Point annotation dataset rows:
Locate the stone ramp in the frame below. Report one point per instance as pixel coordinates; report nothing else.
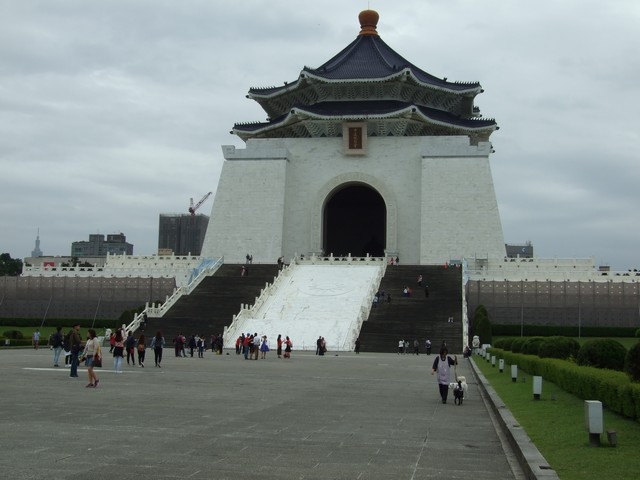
(310, 301)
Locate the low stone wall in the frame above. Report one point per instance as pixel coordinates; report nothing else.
(564, 303)
(78, 297)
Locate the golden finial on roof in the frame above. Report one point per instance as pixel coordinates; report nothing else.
(368, 22)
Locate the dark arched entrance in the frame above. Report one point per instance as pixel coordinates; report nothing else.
(355, 221)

DIRECTIONS FOR THIS TASK
Copy the rows above word for word, leaving out the pictures.

EXERCISE SOLUTION
Locate the stone ramp in the frame below. Report one point per instance as pixel coordinates; report nothing else.
(310, 301)
Locate the low stone wall in the frame above. Report one point per instance as pixel coordinates; report nothing else.
(564, 303)
(78, 297)
Locate the golden finial on roof in the frame above. Report one point per instance as pixel coordinates; report nothing else.
(368, 22)
Locate the dark arched entrance in the frame above. Report one point per instance as pixel coordinates; report nothing else.
(355, 221)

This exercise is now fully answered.